**The task:**
Up to and including the line containing "Target: dirt road", please reproduce the lines of the listing below, starting from the top.
** Data follows **
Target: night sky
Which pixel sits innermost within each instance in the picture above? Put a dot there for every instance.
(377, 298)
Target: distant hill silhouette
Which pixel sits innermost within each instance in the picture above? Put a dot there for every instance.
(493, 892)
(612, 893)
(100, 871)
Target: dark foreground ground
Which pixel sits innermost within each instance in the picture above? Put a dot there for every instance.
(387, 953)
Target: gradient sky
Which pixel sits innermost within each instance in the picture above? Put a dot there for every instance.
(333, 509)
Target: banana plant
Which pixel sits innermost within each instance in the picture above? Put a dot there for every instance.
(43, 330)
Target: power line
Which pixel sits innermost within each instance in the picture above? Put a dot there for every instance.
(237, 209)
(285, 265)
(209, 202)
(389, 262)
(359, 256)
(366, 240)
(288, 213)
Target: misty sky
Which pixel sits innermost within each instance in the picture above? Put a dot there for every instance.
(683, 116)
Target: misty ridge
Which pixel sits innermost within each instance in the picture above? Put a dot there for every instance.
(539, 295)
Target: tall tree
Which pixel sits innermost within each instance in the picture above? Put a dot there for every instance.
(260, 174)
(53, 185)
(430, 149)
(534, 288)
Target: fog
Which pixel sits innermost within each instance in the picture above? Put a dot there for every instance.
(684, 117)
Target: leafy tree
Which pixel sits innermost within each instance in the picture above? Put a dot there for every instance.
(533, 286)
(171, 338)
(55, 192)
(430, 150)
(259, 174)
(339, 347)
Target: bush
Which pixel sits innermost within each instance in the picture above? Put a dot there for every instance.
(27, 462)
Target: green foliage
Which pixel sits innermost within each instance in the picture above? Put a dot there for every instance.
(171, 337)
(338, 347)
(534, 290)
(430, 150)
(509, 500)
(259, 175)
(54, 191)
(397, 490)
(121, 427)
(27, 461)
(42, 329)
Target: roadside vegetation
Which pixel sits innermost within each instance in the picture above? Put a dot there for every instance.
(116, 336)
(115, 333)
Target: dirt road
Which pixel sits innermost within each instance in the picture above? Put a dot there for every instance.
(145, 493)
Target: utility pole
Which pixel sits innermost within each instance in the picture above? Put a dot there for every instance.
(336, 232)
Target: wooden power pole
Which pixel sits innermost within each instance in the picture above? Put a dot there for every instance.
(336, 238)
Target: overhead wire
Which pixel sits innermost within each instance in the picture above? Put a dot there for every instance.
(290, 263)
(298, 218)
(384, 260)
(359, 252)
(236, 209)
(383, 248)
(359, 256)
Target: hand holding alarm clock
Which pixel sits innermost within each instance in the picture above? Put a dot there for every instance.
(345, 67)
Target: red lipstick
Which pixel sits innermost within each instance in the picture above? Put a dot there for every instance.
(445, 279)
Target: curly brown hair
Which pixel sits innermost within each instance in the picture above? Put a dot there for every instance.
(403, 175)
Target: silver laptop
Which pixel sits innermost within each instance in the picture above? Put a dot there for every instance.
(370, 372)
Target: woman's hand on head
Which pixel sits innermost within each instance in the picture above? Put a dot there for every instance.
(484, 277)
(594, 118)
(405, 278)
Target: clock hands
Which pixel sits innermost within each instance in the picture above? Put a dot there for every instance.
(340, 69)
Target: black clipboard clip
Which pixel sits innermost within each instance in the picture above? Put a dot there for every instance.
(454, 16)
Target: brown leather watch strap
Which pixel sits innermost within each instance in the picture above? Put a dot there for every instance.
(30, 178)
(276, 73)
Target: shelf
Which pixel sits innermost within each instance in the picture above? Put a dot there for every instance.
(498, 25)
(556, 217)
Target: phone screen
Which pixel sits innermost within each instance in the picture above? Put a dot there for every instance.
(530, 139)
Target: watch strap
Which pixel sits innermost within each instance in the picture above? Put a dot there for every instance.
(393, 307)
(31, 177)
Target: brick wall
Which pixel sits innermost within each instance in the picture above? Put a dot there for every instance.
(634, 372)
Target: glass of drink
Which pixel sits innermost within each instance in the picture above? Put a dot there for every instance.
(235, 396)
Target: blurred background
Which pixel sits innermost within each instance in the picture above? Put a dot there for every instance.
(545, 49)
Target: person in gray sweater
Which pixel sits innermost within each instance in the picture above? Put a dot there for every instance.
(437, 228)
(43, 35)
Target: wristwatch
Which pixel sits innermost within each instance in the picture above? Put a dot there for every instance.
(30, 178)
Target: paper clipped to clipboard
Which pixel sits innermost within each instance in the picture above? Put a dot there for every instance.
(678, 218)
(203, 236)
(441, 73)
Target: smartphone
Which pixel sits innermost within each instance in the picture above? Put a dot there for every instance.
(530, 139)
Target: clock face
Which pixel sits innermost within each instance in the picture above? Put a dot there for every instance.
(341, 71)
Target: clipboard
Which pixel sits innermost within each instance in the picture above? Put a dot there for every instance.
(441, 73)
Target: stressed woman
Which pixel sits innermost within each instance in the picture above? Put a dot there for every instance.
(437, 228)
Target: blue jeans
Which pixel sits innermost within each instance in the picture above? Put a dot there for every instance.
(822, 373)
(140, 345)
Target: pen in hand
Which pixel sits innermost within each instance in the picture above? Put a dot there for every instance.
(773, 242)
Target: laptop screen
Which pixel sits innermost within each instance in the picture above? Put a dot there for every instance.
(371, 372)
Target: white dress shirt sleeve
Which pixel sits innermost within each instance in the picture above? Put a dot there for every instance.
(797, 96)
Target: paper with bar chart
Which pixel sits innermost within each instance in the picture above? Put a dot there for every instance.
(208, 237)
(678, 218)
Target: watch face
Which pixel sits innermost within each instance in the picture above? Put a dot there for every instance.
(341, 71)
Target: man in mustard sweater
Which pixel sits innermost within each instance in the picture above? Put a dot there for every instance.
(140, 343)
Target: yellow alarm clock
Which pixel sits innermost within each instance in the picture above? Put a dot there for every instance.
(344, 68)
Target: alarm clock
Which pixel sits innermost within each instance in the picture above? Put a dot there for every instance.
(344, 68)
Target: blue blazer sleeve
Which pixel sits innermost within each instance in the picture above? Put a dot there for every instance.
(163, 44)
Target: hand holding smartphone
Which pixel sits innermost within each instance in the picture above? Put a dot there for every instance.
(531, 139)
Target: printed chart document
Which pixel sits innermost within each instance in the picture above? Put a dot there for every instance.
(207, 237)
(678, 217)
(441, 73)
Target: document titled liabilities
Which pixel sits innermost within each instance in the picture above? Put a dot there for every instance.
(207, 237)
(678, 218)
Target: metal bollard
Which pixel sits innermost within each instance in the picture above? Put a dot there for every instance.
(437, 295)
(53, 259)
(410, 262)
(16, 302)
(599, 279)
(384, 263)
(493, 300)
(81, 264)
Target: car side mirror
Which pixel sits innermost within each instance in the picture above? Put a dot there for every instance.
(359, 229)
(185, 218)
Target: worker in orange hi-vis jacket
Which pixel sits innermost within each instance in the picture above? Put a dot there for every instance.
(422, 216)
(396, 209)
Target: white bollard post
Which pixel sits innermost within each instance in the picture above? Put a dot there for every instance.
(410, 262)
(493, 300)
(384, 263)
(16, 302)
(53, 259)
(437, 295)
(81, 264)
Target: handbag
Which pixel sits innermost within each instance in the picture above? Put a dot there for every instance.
** End of Data **
**Written solution:**
Target: night sky
Which pixel sits innermost within each instance in the picture above? Put a dot there for every instance.
(377, 298)
Target: distant hill silhouette
Which pixel sits innermost within each instance in the picture above? Put a dot there for every instance.
(493, 892)
(612, 893)
(100, 871)
Target: dark foreground ground
Which pixel sits innermost within each instance in the picture above? Put a dot there for every instance.
(387, 953)
Target: gradient sky
Which pixel sits innermost within each instance in the picture above? Put a dot there for every instance.
(333, 509)
Target: banana plant
Which pixel sits innermost within each instance in the picture above? Put a dot there for every instance.
(43, 330)
Target: power line
Which pixel sits innermost within each instance in the picture above? Put a dot there for every instance.
(237, 209)
(285, 265)
(209, 202)
(389, 262)
(359, 256)
(366, 240)
(288, 213)
Target: misty sky
Which pixel sits innermost within each instance in the picture above? Put a dot there for every instance.
(683, 116)
Target: misty ridge
Which pixel sits innermost within each instance in the picture above? Put a dot there for every instance.
(539, 295)
Target: tall tree
Which pixel sits innermost within each instance in the picture above? Put a dot there for every instance.
(260, 174)
(53, 185)
(430, 149)
(534, 288)
Target: fog
Which pixel sits innermost within each instance in the picture above? Put a dot there for every instance.
(684, 117)
Target: leafy tree
Which pixel sits innermost within each instance in the picture above? Put a dot there for every instance.
(533, 286)
(171, 338)
(55, 192)
(430, 150)
(259, 174)
(339, 347)
Target: bush
Which pixel sits innermost within each instance in the picture above? Put a dot there for every instance.
(27, 462)
Target: green foliage
Which pixel sits innermost within each instance in the picture above? Put a dot there for every instance.
(171, 337)
(338, 347)
(534, 290)
(430, 150)
(509, 500)
(259, 175)
(54, 191)
(397, 490)
(121, 427)
(27, 461)
(42, 329)
Target: roadside vegetation
Which pixel sits innermost within each instance in the picture above? Put a dot there for every instance.
(116, 336)
(115, 333)
Target: dirt road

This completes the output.